YOUR TASK:
Reproduce, word for word, the stretch of the healthcare tax credit article from "Many conservative policy" through "his fellow Democrats.".

TEXT:
::::::

Since former Massachusetts Governor Romney has been vague on the subject, Democrats have been only too eager to use Ryan’s ideas to fill in the blanks before the Nov. 6 election.

The healthcare tax exclusion “is the backbone of how we cover 150 million Americans in our healthcare system,” said Neera Tanden, president of the liberal Center for American Progress and top domestic adviser to Obama during his 2008 campaign. She called Ryan’s credits proposal a “radical” change.

STUCK WITH MORE OF THE BILL

Ryan has proposed the credits in several venues, including his 2010 policy manifesto, the “A Roadmap for America’s Future.”

Moving away from the tax exclusion could raise healthcare costs for workers if, instead, they were to get tax credit, even some backers of the plan say.

“If you were sicker you’d be stuck with more of the bill,” said Will McBride, an economist with Tax Foundation, which backs market-based policies. “That is where the efficiency comes from; it puts a cap on the subsidy.”

Ryan’s plan sets up high-risk pools at the state level to help those who may be denied coverage because of pre-existing conditions like cancer, but costs could still rise for some sicker patients under the tax credits approach.

Many conservative policy experts favor the tax credit idea, in the belief that making consumers pay more of their healthcare expenses will curb health cost inflation. Health care spending has been rising faster than overall inflation for many years and was a major driver of the historic 2010 healthcare overhaul backed by President Barack Obama’s and his fellow Democrats.

Most Republican lawmakers want to repeal that law, which they derisively call “Obamacare.” Romney agrees, but has not spelled out how he would handle the healthcare tax exclusion.

“What I would do is level the playing field and say individuals can buy insurance on the same tax-advantaged basis that businesses can buy insurance,” Romney said at a campaign event in Orlando in June.

More broadly, Romney told Fortune magazine in an interview this week he wants to “preserve tax preferences for middle-income taxpayers such as homeownership, charitable giving and healthcare.”

Avik Roy, a Romney adviser and a fellow at the Manhattan Institute think tank, predicted the candidate would likely back proposals similar to those offered by Ryan. “I would expect if the Romney administration were in power and something along these lines came out, then Romney would sign it,” said Roy, who stressed he was not speaking for the campaign.

CAPPED CREDIT

The fact that about two-thirds of non-elderly Americans obtain health insurance through their employment is an artifact of history, dating to the World War II era.

Under the system, individuals who work for employers without health coverage must fend for themselves in the individual market, where they lack the buying clout to get a good deal and where patient protections are weaker.

Individuals without workplace coverage can deduct health care costs, but only if they exceed 7.5 percent of a person’s income – a high bar that most individuals do not reach.

::::::

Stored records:
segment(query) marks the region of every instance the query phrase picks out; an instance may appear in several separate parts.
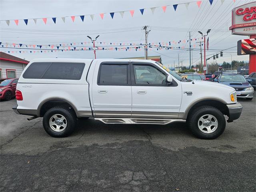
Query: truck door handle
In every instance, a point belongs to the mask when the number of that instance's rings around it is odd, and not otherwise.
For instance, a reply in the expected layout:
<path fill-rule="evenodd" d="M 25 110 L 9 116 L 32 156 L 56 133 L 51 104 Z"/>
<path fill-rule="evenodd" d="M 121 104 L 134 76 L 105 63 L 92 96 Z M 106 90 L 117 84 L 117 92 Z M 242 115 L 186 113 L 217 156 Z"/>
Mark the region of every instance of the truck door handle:
<path fill-rule="evenodd" d="M 103 89 L 100 89 L 98 90 L 98 92 L 99 93 L 106 93 L 108 92 L 108 91 Z"/>
<path fill-rule="evenodd" d="M 147 92 L 144 90 L 138 90 L 137 91 L 137 93 L 138 94 L 146 94 Z"/>

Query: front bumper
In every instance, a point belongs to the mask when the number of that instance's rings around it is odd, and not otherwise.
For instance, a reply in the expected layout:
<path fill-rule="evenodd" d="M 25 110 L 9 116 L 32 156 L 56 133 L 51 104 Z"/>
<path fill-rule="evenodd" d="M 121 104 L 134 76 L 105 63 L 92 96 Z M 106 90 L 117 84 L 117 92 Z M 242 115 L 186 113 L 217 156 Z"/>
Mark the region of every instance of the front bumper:
<path fill-rule="evenodd" d="M 13 110 L 13 111 L 14 111 L 16 114 L 18 114 L 19 115 L 20 113 L 18 111 L 17 107 L 18 107 L 18 105 L 16 105 L 15 106 L 12 107 L 12 110 Z"/>
<path fill-rule="evenodd" d="M 239 98 L 252 98 L 253 97 L 253 94 L 254 93 L 254 90 L 251 90 L 249 91 L 237 91 L 240 92 L 240 95 L 236 94 L 236 97 Z"/>
<path fill-rule="evenodd" d="M 227 106 L 229 113 L 228 122 L 233 122 L 234 120 L 239 118 L 243 110 L 243 106 L 240 103 L 238 102 L 234 104 L 228 104 Z"/>

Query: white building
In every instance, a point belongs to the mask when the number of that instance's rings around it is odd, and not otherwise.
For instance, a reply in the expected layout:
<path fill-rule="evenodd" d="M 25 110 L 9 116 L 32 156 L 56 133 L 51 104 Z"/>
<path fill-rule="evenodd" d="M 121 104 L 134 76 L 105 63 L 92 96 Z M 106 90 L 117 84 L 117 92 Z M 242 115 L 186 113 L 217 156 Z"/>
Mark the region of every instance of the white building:
<path fill-rule="evenodd" d="M 0 52 L 0 79 L 18 78 L 29 62 L 18 57 Z"/>

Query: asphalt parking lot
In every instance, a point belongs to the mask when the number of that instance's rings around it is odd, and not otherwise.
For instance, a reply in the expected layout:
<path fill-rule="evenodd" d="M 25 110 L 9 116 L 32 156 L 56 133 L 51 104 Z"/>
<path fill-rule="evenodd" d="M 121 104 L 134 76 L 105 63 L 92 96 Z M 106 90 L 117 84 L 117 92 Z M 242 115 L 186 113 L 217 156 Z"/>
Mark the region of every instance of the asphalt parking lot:
<path fill-rule="evenodd" d="M 256 102 L 239 100 L 240 118 L 219 138 L 194 137 L 186 124 L 106 125 L 80 120 L 54 138 L 42 118 L 28 121 L 0 102 L 0 191 L 256 190 Z"/>

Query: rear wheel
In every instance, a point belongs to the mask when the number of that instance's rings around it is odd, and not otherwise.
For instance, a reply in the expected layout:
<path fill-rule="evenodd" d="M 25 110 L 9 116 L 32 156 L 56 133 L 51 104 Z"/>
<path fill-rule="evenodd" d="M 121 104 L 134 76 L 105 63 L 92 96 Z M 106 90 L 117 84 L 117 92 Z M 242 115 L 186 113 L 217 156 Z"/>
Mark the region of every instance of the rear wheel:
<path fill-rule="evenodd" d="M 44 114 L 43 125 L 44 130 L 51 136 L 64 137 L 74 131 L 76 124 L 76 116 L 71 109 L 56 106 Z"/>
<path fill-rule="evenodd" d="M 12 99 L 12 93 L 10 91 L 7 91 L 6 93 L 5 93 L 5 96 L 4 97 L 4 99 L 7 100 L 9 101 Z"/>
<path fill-rule="evenodd" d="M 202 106 L 194 110 L 188 121 L 192 133 L 201 139 L 216 138 L 222 134 L 226 127 L 226 120 L 222 113 L 211 106 Z"/>

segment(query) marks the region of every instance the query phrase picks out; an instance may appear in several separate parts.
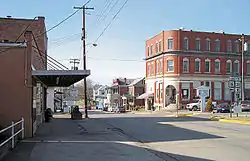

::::::

TASK RESULT:
Many conservative policy experts favor the tax credit idea, in the belief that making consumers pay more of their healthcare expenses will curb health cost inflation. Health care spending has been rising faster than overall inflation for many years and was a major driver of the historic 2010 healthcare overhaul backed by President Barack Obama’s and his fellow Democrats.